My question is did I translate the XML correctly in the POST request?
More specifically how do I handle the GovernmentID and referencing the SSN entry?
First of all, the XML you've provided isn't valid! Your root element starts with BackgroundCheck and ends with BackgroundSearchPackage:
<BackgroundCheck userId="username" password="password">
<BackgroundSearchPackage action="submit" type="demo product">
</BackgroundCheck>
</BackgroundSearchPackage>
In addition, your translation / transformation from XML to Ruby hash is incorrect. If BackgroundCheck is your root element and BackgroundSearchPackage is a child of it, your Ruby hash should look like this (rest-client accepts the string and the symbol notation):
my_xml_hash = {
"BackgroundCheck" => {
"userId"=>"username",
"password"=>"password",
"BackgroundSearchPackage" => {
"action"=>"submit",
"type"=>"demo product",
...
"PersonalData" => { ... },
...
}
}
}
You can access values in a Ruby hash like this:
# string syntax
my_xml_hash['BackgroundCheck']['BackgroundSearchPackage']['PersonalData']['DemographicDetail']['GovernmentId']
=> "123456789"
# symbol syntax
other_xml_hash[:BackgroundCheck][:BackgroundSearchPackage][:PersonalData][:DemographicDetail]['GovernmentId']
=> "123456789"
If I understood you correctly, you want to send XML via a POST request. But if you use the hash syntax, you will not achieve the result, what you probably want, because rest-client will post your data as parameters and not as XML data!
If you need to adjust only GovernmentID and issuingAuthority, I would do it as follows.
require 'rest_client'
# the customized 'GovernmentID'
government_id = '123'
# the customized 'issuingAuthority'
issuing_authority = 'FOO'
xml_template =<<END_OF_XML
<BackgroundCheck userId="username" password="password">
<BackgroundSearchPackage action="submit" type="demo product">
<ReferenceId>some_id_value</ReferenceId>
<PersonalData>
<PersonName>
<GivenName>John</GivenName>
<MiddleName>Q</MiddleName>
<FamilyName>Test</FamilyName>
</PersonName>
<Aliases>
<PersonName>
<GivenName>Jack</GivenName>
<MiddleName>Quigley</MiddleName>
<FamilyName>Example</FamilyName>
</PersonName>
</Aliases>
<DemographicDetail>
<GovernmentId issuingAuthority="#{issuing_authority}">#{government_id}</GovernmentId>
<DateOfBirth>1973-12-25</DateOfBirth>
</DemographicDetail>
<PostalAddress>
<PostalCode>83201</PostalCode>
<Region>UT</Region>
<Municipality>Salt Lake City</Municipality>
<DeliveryAddress>
<AddressLine>1234</AddressLine>
<StreetName>Main Street</StreetName>
</DeliveryAddress>
</PostalAddress>
<EmailAddress>john#test.com</EmailAddress>
<Telephone>801-789-4229</Telephone>
</PersonalData>
</BackgroundSearchPackage>
</BackgroundCheck>
END_OF_XML
# Go to http://requestb.in/ , click on "Create a RequestBin", copy the "Bin URL" and use it for your tests ;-)
response = RestClient.post('http://your.target.tld/your/webservice', xml_template, { content_type: :xml })

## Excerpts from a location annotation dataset
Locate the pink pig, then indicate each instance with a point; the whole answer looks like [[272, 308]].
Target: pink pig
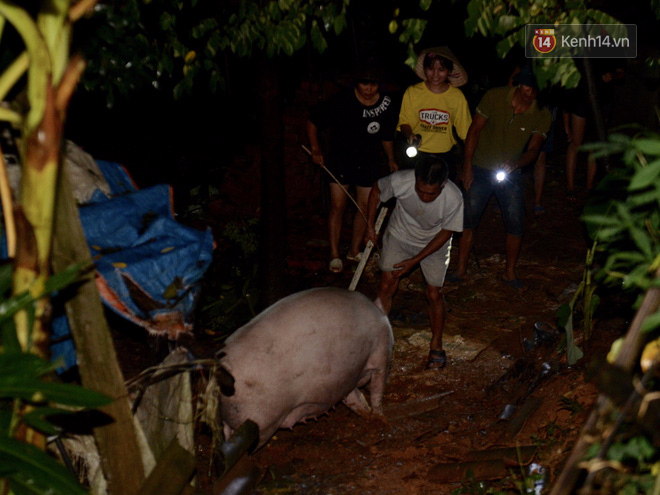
[[304, 354]]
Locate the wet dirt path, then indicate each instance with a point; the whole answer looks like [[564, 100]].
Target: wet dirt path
[[494, 393]]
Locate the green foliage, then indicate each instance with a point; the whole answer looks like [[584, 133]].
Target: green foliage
[[584, 302], [238, 294], [29, 396], [178, 44], [505, 22], [627, 220]]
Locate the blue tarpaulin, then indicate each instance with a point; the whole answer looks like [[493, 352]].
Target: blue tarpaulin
[[148, 266]]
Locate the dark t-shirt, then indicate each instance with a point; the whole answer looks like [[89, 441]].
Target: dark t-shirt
[[355, 131]]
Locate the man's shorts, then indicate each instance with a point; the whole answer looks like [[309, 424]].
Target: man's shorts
[[509, 194], [434, 266]]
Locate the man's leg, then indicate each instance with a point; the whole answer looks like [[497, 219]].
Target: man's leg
[[386, 290], [513, 246], [464, 249], [539, 177], [436, 315], [337, 206], [359, 225]]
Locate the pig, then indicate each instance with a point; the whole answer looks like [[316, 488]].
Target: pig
[[304, 354]]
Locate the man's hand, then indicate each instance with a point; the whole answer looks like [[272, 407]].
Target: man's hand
[[317, 157], [509, 166], [403, 267], [370, 235], [468, 177]]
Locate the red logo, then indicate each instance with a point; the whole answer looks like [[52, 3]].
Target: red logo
[[544, 40]]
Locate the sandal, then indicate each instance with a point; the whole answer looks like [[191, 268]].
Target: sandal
[[437, 360], [357, 257], [336, 265]]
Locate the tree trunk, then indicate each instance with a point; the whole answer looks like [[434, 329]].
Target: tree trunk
[[99, 370]]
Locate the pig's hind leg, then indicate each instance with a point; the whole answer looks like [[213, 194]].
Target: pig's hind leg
[[356, 401]]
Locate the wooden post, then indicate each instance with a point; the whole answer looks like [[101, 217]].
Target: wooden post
[[99, 369]]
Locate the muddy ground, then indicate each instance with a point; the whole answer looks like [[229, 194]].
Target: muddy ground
[[498, 391]]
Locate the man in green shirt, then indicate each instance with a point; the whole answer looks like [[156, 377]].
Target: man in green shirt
[[506, 134]]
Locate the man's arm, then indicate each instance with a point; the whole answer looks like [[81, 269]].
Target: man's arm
[[530, 155], [388, 146], [471, 142], [372, 206], [434, 244]]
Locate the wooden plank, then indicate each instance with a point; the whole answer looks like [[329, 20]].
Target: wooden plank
[[483, 465], [173, 472], [99, 370], [415, 408]]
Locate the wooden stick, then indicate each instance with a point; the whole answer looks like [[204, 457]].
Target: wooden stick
[[307, 150], [367, 250], [7, 208]]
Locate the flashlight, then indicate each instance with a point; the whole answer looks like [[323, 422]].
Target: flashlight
[[411, 150]]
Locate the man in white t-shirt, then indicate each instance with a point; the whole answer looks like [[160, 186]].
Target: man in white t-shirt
[[429, 209]]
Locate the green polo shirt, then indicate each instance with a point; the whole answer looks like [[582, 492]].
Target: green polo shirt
[[505, 135]]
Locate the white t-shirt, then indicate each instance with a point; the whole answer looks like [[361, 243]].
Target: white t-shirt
[[414, 221]]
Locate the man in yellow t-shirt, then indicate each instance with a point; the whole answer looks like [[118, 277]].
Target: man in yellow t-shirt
[[433, 108]]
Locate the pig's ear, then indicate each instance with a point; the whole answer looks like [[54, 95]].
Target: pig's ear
[[225, 380], [379, 304]]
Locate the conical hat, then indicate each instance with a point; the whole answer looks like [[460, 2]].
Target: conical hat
[[458, 76]]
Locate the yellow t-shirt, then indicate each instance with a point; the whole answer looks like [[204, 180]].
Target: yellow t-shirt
[[434, 116]]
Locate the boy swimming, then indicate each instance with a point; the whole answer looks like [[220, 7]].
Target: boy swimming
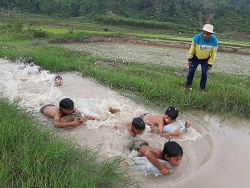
[[162, 120], [137, 126], [58, 80], [172, 153], [66, 107]]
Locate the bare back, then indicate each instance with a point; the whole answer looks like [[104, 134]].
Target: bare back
[[52, 111], [152, 120]]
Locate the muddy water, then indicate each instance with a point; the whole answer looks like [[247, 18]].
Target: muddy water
[[225, 62], [216, 151]]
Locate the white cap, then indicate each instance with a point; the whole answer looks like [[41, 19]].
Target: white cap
[[208, 27]]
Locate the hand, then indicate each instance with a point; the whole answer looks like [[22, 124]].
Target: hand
[[84, 119], [188, 124], [164, 171], [152, 128], [76, 123], [176, 133]]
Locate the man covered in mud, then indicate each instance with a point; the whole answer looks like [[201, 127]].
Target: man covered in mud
[[163, 121], [172, 153], [65, 108]]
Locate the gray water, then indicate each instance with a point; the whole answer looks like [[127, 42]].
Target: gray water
[[216, 150]]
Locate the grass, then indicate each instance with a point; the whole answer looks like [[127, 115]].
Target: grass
[[27, 151], [34, 156], [158, 85]]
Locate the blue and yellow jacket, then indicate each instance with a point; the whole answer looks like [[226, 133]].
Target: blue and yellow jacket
[[203, 50]]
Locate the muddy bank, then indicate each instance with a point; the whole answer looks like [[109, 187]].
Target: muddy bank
[[214, 147]]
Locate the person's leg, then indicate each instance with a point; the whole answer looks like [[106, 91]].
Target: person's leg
[[204, 69], [191, 72]]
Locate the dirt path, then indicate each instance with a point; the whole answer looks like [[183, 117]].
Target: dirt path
[[145, 52]]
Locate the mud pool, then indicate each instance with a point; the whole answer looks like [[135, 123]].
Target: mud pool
[[216, 150]]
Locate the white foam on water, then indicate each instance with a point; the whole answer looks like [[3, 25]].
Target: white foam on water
[[92, 99]]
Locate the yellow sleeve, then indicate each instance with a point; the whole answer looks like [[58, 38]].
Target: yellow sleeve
[[191, 51], [211, 60]]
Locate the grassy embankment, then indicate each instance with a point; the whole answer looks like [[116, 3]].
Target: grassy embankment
[[34, 156], [156, 85]]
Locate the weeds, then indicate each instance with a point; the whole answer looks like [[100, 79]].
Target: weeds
[[37, 157]]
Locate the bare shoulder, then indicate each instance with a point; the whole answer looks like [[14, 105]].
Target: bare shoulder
[[155, 151]]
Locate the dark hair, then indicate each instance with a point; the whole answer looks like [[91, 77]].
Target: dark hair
[[172, 149], [138, 123], [30, 60], [58, 77], [66, 103], [172, 112]]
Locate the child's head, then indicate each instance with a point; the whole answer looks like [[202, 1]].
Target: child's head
[[172, 152], [138, 125], [58, 80], [66, 106], [171, 114], [30, 62]]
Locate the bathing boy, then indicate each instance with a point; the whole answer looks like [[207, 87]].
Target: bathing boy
[[162, 120], [137, 126], [172, 152], [66, 107]]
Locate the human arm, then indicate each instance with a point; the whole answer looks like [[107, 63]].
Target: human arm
[[75, 123], [152, 156], [191, 53], [167, 135], [129, 127]]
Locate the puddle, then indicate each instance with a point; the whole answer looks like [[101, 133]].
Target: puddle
[[216, 151]]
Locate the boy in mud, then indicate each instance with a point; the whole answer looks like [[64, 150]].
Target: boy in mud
[[172, 153], [137, 126], [32, 68], [162, 120], [66, 107], [58, 80]]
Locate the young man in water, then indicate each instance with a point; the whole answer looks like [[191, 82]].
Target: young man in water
[[162, 120], [172, 153], [137, 126], [66, 107]]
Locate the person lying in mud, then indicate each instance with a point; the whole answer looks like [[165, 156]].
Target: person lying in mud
[[58, 80], [137, 126], [162, 121], [172, 153], [65, 108]]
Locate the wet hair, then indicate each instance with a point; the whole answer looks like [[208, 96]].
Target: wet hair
[[138, 123], [66, 103], [172, 149], [30, 60], [58, 77], [172, 112]]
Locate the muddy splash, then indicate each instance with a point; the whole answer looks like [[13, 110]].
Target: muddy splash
[[214, 148]]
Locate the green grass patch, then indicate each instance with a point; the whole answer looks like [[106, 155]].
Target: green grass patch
[[156, 84], [32, 155]]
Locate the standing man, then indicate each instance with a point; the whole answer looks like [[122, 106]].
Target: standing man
[[202, 51]]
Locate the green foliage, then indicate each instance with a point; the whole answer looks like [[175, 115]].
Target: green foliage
[[32, 155], [191, 14]]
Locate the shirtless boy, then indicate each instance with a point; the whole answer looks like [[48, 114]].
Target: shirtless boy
[[66, 107], [172, 152], [137, 126], [162, 120]]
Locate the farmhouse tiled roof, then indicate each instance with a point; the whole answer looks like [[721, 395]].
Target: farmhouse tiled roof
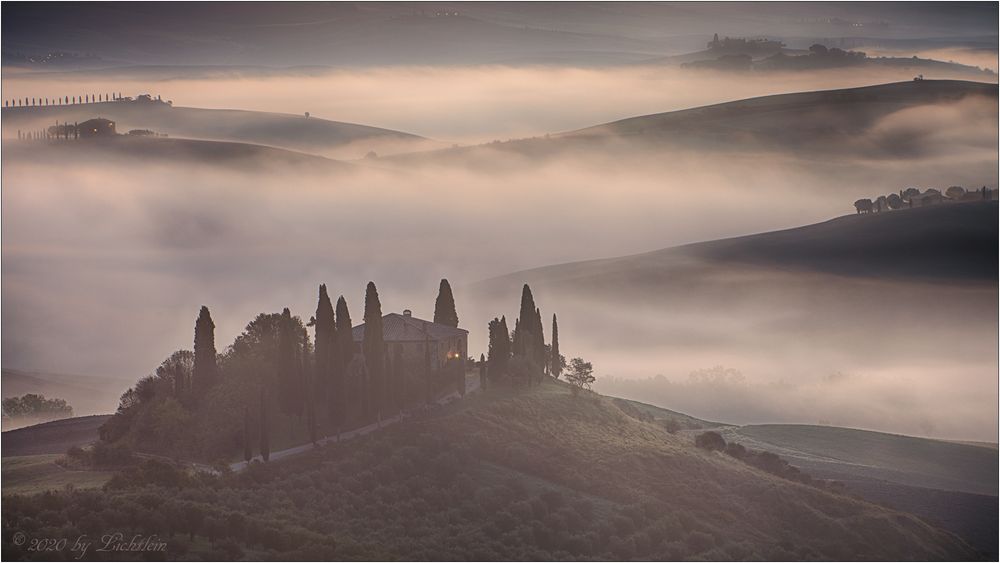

## Short problem 1
Write out a portion of the thread on posting XML with rest-client word for word, beginning at the words "If I understood" and stopping after "as XML data!".
## Short problem 2
According to the thread on posting XML with rest-client, why won't the hash syntax give the result the asker probably wants?
None of the entries are needed here.

## Final answer 1
If I understood you correctly, you want to send XML via a POST request. But if you use the hash syntax, you will not achieve the result, what you probably want, because rest-client will post your data as parameters and not as XML data!

## Final answer 2
With the hash syntax, rest-client posts the data as parameters, not as XML data. The asker wants to send XML through a POST request, so that approach doesn't do what is needed.